#### [INSTRUCTIONS TO FOLLOW]
Give the items from the start through the line holding "negative clicks: (338, 135) (367, 97)", inclusive, again, swapping "rough mask" for "coarse mask" and leaving everything else unchanged.

Saved data entries
************
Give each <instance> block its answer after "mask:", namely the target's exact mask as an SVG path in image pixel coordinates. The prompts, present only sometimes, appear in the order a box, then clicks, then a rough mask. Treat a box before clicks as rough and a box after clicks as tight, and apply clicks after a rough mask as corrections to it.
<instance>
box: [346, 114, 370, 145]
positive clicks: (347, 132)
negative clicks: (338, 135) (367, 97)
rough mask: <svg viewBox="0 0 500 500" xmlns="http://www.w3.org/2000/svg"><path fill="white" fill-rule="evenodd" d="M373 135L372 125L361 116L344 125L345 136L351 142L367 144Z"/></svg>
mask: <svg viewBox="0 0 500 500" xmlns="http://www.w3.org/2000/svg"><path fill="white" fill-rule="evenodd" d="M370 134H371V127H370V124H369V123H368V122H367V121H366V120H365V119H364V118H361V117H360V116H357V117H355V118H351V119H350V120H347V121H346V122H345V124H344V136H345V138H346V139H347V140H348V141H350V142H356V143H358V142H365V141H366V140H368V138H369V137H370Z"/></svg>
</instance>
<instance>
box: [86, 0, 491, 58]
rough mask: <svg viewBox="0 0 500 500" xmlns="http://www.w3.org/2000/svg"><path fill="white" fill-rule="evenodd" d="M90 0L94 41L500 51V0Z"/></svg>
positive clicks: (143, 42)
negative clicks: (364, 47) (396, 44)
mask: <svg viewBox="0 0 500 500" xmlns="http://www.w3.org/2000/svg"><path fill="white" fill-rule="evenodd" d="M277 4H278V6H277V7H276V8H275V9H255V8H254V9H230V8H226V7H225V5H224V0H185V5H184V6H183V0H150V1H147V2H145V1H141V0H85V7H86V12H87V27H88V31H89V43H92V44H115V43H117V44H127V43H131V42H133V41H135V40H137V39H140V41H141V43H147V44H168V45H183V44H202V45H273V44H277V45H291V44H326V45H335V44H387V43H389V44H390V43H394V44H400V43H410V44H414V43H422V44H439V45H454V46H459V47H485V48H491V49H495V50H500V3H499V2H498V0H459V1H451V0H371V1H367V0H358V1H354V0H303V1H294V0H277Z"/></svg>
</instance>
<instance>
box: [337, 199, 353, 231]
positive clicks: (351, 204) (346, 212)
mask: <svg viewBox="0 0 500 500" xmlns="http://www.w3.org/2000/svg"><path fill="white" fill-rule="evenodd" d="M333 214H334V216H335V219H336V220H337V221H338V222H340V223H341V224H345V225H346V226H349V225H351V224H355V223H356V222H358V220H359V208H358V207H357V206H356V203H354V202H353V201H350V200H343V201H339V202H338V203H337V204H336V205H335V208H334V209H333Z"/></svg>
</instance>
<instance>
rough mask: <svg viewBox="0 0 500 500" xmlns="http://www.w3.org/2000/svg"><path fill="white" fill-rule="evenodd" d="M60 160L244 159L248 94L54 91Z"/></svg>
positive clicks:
************
#### [ANSWER BOX]
Give each <instance> block its answer after "mask:", namely the target's exact mask as an SVG path in image pixel coordinates. The prompts, present only sometimes, appear in the order a box, then clicks, then a coarse mask. Treat a box before clicks as rough and a box after clicks as tight, and apply clicks after a coarse mask as corrections to it.
<instance>
box: [346, 114, 370, 145]
positive clicks: (347, 132)
negative clicks: (338, 135) (367, 97)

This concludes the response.